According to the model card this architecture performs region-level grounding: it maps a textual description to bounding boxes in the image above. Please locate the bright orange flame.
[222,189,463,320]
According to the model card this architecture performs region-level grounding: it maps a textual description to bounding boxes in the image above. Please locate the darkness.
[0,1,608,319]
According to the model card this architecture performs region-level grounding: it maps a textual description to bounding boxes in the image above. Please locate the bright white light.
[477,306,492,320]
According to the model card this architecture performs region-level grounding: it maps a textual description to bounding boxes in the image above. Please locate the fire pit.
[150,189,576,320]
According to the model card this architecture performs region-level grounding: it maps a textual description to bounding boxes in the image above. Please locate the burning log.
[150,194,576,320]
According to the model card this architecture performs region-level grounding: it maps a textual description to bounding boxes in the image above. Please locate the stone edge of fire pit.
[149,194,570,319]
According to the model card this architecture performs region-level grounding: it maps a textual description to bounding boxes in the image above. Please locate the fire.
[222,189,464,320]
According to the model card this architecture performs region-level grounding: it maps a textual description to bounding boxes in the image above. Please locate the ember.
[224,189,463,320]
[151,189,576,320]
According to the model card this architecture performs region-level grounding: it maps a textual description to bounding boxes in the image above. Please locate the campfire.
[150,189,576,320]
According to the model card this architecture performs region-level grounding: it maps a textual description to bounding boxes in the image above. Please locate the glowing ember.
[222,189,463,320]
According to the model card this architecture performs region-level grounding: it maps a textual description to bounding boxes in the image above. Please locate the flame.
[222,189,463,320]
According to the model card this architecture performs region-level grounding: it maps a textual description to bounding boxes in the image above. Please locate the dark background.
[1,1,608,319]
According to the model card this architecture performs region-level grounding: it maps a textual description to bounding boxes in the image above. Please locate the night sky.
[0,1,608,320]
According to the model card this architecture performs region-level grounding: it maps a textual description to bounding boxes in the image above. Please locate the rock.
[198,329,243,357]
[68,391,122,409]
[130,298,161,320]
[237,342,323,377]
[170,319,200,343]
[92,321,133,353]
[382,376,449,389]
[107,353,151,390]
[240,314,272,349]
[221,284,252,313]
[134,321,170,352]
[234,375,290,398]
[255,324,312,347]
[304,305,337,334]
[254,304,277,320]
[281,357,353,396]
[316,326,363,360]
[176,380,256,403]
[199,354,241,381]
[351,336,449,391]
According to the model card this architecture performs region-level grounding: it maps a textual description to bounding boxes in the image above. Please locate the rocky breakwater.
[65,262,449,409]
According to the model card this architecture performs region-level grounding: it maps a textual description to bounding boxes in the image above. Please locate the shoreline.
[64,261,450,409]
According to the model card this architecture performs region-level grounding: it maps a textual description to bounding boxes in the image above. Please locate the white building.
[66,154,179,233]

##############################

→ WHAT YOU SHOULD DO
Copy all of the entries above verbatim, reproducing every line without alteration.

→ RESULT FOR THIS TASK
According to the model card this architecture performs region-level grounding: it maps a textual description to bounding boxes in the image above. Please locate the bright orange flame.
[222,189,463,320]
According to the model card this architecture performs region-level grounding: it maps a textual description to bounding boxes in the image above. Please locate the darkness.
[0,1,608,319]
According to the model card this architecture performs region-level grounding: it maps a textual description to bounding boxes in the image above. Please locate the bright white light.
[477,306,492,320]
According to the model card this architecture performs region-level grounding: it maps a textual description to bounding boxes in the image above. Please locate the fire pit.
[150,189,576,320]
According to the model card this architecture performs region-level grounding: it maps a textual description to bounding boxes in the image above. Please locate the burning log.
[150,194,576,320]
According to the model card this architecture performs region-level grounding: it maps a textual description to bounding boxes in the image above. Please locate the stone edge of fire pit.
[149,194,570,319]
According to the model card this architecture performs region-level grounding: it maps a textual description to bounding boxes in the image above. Please locate the fire.
[222,189,464,320]
According to the model card this architecture performs region-level grounding: it maps a textual description to bounding boxes in the image above. Please locate the ember.
[224,189,463,320]
[151,189,576,320]
According to the model card this architecture performs region-level grounding: it maps a textual description to bounding boxes in the image above. Please locate the campfire.
[150,189,576,320]
According to the model card this architecture performs region-level grounding: it maps a textual description to bounding boxes in the image above. Please locate the glowing ember.
[222,189,463,320]
According to the model card this architecture performs region-level grounding: it maps a textual description to bounding boxes in the image above. Please locate the flame.
[222,189,463,320]
According to the model card this architecture performs region-level grounding: it maps a textual description to bounding boxes in the image above. Please locate the dark background.
[1,1,608,319]
According to the model card this architecture performs region-level grounding: it maps a textual description to bounding boxes in the image above. Please locate the night sky.
[0,1,608,320]
According to the model card this architecture performs region-level grounding: it maps a textual description to bounding boxes in the image above. Please locate the rock.
[198,329,243,357]
[68,391,122,409]
[130,298,161,320]
[237,342,323,377]
[170,319,200,343]
[92,321,133,353]
[382,376,449,389]
[107,353,151,390]
[240,314,272,349]
[221,284,252,313]
[134,321,170,352]
[234,375,290,398]
[255,324,312,347]
[304,305,337,334]
[254,304,277,320]
[281,357,353,396]
[316,326,363,360]
[176,380,256,403]
[199,354,241,381]
[351,336,449,391]
According to the model card this architecture performs region-level grounding: it maps a textual description to bounding boxes in the image above. Please locate the rocky breakwater.
[65,262,449,409]
According to the model card this architecture performs region-level grounding: it maps a textual description to bounding boxes in the image above. Please locate the shoreline.
[64,261,450,409]
According to the model card this architecture performs region-level grounding: it maps a textual description to bounding boxes in the image above. Please locate the white building.
[66,154,179,233]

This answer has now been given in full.